To do:
1/ In the discussion of a novel about a future Canada–US air war, what can the pilot do on the fighter's computer?
2/ Continue the discussion of human pilots in a future air war from its final sentence.

[Selected passage]

I'm writing a sci-fi novel about a future war between Canada and the United States which mostly takes place between their fighter planes. For plot reasons all planes are required to have a human pilot (as per international treaty), but it seems preposterous that you'd have anything other than remote-controlled or AI controlled airborne machines in the future.
Having to carry a human creates a huge number of constraints. You can't maneuver as quickly due to G-forces, you can't make the fighters small, you can't have them hide-in-wait on the ground for days or weeks at a time. Human reaction time isn't as good, and humans can't coordinate with as many other pilots as a computer can. Pilots are also expensive to maintain.
Anyway, just some thoughts. I'm not an expert on the topic, which is why the novel is going to be a romance which just happens to be set in the future.
If computer-controlled aircraft have the advantages of high maneuverability, small size, fast reactions, and disposability, what do you get if you turn the knobs on all of those up to 11, and then fit the simplest possible kill mechanism? A very effective AI controlled airborne machine that already exists - called a missile!
The only question is how you get the missiles to the battle (because being small makes it hard to make them long-ranged), and how you get slow-but-powerful human brains and large-aperture sensors near enough to them to make effective use of them.
So far, we've got two ways of doing this. Firstly, by slinging missiles beneath manned fighter aircraft which carry the brains, and sending those out along with airborne early warning aircraft which carry the sensors (and more brains). Secondly, by fitting them to warships big enough to carry plenty of brains and radars themselves. The aircraft have the advantage of speed (and altitude, if that matters), whereas the ships have the advantage of range (and a few other things).
This battleplane idea can be seen as either converging the fighters and AEW aircraft, or as transferring some of the attributes of the warships to the fighters.
Alternatively, the idea could be seen as converging reality with a 1987 techno-thriller:
Neat! What if the treaty didn't stipulate that the "pilot" must pilot the craft - the purpose of the human was to ensure that the "human cost" of war remained at a reasonable level as to thwart senseless violence. Seems like an interesting exploration - who would the "pilots" be, and what (if anything) would they be expected to do while in the craft?
Hi! Yes, I should have clarified, that's exactly what the treaty was about. In the novel the "pilots" aren't given any command of the plane at all, it is computer controlled with the objectives transmitted from central command.
The pilot can play games or watch TV on the fighter's computer but can't send communications since the radio transmissions might help pinpoint its location. So it's a very boring job most of the time with occasional roller-coaster moments of terror.
My story tells what happens to one pilot whose plane is damaged during a sortie over Canada and the computer runs out of commands, causing her to suddenly have to control the aircraft.
Star Trek had an episode where two planets were fighting. All the attacks were carried out on a computer, then the computed casualties were rounded up and killed in real life. It saved actually damaging infrastructure and wasting resources to build real weapons. There was a human cost, but because war was no longer violent, the people preferred to keep fighting instead of looking for peace. https://en.wikipedia.org/wiki/A_Taste_of_Armageddon
It seems to me that the entire concept of air war is designed around a presumption of human pilots. That you can only have a limited number of aircraft that have to be very capable. This rules still seems to apply to drones, even though they could be made cheap enough to be expendable. At that point a drone is just a very cheap missile and the more you have the better.

[/Selected passage]
[Dataset extract]

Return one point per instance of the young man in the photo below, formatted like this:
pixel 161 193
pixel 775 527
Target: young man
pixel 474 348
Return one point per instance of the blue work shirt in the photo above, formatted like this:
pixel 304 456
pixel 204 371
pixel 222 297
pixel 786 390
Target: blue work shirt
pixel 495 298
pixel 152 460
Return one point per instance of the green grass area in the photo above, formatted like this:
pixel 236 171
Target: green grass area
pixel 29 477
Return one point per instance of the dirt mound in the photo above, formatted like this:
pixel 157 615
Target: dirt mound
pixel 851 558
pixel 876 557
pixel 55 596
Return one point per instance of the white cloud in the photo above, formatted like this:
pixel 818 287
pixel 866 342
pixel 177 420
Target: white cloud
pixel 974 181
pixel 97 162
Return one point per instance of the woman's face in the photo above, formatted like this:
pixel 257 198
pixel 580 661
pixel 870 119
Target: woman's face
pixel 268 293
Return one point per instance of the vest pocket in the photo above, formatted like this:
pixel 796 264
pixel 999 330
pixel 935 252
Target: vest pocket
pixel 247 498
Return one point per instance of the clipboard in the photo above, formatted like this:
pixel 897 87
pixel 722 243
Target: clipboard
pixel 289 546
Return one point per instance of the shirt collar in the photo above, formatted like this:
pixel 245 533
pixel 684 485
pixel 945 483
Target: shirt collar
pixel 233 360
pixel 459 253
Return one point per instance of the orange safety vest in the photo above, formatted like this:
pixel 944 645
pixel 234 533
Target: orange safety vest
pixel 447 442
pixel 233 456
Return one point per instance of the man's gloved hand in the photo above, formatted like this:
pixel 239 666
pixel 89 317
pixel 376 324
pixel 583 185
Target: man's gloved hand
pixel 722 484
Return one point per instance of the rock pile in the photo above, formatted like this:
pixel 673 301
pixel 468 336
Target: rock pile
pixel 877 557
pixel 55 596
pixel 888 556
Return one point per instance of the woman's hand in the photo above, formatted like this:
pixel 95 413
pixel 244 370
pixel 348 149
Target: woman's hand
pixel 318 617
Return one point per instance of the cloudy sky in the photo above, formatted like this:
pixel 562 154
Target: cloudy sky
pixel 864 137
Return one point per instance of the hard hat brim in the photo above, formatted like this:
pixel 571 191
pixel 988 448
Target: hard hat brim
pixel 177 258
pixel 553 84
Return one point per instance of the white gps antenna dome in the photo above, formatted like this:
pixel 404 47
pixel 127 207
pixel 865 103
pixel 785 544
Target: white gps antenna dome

[/Dataset extract]

Task answers:
1/ Play games or watch TV.

2/
Is 1 fighter/bomber aircraft more useful than 10,000 single use drones? Only if you are flying from a secure base; and any serious adversary will try and prevent that. Lets hope we only ever have to fight people in pick up trucks with those billion dollar fighters.
For a lot of things, there's no substitute for getting a decent quantity of high explosives to the target. A tiny, expendable drone won't be able to carry a 500lb bomb.
Range is another consideration. As you shrink aircraft, their range generally shrinks too. Your 10,000 single-use drones probably won't be able to fly across the Pacific.
Smaller, cheaper, and more numerous may well be better, but it's all relative.
Incidentally, this basic scenario already played out for strategic nuclear bombing. The "drones" there are ballistic missiles, and they gradually supplanted manned bombers in large part because they were cheaper. (Being able to launch on short notice and extremely difficult to intercept were factors too, of course.) Manned nuclear bombers still exist, but are very much secondary to ICBMs now. But note that ICBMs, while quite a bit smaller and cheaper than a B-52 or B-2, are still gigantic and expensive compared to just about anything civilian scale.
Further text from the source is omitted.